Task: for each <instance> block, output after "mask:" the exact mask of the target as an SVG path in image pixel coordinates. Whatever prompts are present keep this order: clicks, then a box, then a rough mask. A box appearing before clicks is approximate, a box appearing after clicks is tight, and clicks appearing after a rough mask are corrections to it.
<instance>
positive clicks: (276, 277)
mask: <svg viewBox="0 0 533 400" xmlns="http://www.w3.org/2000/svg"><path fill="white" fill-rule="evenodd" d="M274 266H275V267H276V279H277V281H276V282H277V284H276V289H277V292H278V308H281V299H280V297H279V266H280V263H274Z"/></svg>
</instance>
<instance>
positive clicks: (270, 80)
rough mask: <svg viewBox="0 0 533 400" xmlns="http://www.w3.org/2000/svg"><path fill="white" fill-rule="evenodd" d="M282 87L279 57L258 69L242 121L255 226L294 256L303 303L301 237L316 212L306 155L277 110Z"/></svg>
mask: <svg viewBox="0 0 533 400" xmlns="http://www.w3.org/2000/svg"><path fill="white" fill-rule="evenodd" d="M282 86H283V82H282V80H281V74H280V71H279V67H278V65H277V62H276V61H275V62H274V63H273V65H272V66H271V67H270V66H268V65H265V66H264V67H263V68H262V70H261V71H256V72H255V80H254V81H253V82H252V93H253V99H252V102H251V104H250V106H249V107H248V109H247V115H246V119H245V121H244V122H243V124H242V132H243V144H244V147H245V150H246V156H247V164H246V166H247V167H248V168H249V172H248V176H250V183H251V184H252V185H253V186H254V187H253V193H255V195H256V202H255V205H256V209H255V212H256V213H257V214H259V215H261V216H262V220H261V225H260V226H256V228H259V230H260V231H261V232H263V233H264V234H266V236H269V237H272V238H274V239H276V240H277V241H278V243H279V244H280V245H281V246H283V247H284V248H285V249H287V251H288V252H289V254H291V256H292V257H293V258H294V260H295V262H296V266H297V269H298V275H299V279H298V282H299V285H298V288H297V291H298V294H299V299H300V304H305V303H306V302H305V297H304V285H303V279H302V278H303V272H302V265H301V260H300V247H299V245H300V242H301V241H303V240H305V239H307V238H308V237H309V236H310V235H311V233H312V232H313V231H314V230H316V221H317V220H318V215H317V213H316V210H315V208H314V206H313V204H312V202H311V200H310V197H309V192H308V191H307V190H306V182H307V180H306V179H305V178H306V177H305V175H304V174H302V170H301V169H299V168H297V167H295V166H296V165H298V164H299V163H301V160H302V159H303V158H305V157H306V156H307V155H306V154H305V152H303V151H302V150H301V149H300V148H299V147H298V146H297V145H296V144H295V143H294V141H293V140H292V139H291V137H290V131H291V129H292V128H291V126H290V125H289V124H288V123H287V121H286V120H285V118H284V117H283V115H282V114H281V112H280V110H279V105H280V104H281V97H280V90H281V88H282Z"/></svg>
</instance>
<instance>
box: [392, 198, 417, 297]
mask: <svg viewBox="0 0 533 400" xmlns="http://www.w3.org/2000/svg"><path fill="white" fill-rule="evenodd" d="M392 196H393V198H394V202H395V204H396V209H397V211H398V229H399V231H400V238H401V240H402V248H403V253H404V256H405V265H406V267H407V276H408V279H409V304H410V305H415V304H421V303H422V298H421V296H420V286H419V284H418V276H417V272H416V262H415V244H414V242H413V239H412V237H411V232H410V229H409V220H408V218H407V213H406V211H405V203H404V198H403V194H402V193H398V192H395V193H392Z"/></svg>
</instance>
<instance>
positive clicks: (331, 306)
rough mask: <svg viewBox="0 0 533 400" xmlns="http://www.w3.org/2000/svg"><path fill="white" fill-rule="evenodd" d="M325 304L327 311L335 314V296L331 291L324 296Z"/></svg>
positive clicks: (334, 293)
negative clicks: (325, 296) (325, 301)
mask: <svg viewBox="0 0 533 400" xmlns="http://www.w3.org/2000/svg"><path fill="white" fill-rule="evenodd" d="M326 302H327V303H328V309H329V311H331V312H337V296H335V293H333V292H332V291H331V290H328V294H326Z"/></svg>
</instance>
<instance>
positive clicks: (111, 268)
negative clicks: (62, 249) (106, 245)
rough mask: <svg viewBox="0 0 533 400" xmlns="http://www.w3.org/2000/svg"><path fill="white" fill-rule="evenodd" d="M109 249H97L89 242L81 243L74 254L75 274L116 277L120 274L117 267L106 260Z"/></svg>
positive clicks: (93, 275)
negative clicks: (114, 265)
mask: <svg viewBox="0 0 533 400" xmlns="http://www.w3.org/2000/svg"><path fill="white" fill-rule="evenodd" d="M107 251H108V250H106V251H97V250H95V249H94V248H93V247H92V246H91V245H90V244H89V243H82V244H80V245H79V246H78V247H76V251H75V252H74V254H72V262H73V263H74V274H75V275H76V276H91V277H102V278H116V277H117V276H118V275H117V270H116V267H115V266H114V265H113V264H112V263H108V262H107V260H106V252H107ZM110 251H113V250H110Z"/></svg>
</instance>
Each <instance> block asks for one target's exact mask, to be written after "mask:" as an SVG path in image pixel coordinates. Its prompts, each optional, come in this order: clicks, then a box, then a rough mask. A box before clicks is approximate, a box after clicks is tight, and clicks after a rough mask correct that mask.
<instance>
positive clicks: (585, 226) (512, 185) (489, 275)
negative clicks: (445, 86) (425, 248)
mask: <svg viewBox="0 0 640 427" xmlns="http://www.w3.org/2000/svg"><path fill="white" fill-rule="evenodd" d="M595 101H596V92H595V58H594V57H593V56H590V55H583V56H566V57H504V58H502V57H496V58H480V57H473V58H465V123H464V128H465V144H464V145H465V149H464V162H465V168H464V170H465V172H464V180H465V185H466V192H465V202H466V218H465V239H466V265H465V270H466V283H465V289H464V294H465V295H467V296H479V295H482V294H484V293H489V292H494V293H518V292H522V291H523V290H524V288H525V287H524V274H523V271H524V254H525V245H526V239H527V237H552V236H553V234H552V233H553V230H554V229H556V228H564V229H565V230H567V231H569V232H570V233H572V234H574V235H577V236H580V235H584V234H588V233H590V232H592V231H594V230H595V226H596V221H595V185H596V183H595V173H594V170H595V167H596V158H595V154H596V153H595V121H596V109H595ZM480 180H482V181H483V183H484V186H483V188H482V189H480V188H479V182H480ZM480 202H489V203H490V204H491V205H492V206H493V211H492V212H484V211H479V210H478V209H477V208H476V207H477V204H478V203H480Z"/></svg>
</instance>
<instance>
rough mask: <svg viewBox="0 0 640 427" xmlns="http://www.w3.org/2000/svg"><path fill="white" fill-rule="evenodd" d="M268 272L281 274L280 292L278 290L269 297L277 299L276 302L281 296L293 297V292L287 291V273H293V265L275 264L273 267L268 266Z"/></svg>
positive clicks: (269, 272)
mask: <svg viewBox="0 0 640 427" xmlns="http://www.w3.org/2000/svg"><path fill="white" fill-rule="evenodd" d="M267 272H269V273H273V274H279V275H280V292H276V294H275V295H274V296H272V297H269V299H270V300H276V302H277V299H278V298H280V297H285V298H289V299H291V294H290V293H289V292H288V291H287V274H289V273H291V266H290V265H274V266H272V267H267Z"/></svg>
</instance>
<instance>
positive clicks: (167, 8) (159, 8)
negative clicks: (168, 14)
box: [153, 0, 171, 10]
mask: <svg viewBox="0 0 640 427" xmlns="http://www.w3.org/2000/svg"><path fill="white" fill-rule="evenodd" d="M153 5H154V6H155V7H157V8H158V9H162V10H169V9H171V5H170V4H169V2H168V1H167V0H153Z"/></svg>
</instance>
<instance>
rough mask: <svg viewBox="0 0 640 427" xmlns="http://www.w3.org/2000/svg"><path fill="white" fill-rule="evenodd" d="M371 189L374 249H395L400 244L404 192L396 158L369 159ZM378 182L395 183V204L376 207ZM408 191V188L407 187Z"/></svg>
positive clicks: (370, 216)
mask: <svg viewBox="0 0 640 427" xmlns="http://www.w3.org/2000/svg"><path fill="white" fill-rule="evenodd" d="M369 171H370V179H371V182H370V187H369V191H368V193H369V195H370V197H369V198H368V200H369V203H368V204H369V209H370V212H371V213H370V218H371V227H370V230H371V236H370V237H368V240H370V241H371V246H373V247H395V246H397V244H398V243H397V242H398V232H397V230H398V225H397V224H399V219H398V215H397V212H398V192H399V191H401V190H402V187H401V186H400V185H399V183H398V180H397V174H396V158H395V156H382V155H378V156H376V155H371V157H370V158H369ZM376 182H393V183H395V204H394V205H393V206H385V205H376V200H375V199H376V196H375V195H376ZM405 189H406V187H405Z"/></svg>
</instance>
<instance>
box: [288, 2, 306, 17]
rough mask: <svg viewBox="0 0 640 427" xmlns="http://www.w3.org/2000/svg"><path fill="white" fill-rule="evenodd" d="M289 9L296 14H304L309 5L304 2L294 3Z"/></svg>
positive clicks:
§
[Instructions to follow] Locate each line above that contains the word "pixel", and copy those lines out in full.

[Response]
Task: for each <instance> block, output after "mask:" the exact mask of the target as an SVG path in image pixel coordinates. Whatever prompts are present keep this order: clicks, then a box, then a rough mask. A box appearing before clicks is approximate, a box appearing after clicks is tight, and clicks appearing after a rough mask are corrections to it.
Each <instance> block asks for one target's exact mask, to be written after "mask:" as an SVG path in image pixel coordinates. Its prompts, each optional, come in this order: clicks, then a box, then a rough mask. A box before clicks is approximate, a box after clicks is tight, and clicks after a rough mask correct that mask.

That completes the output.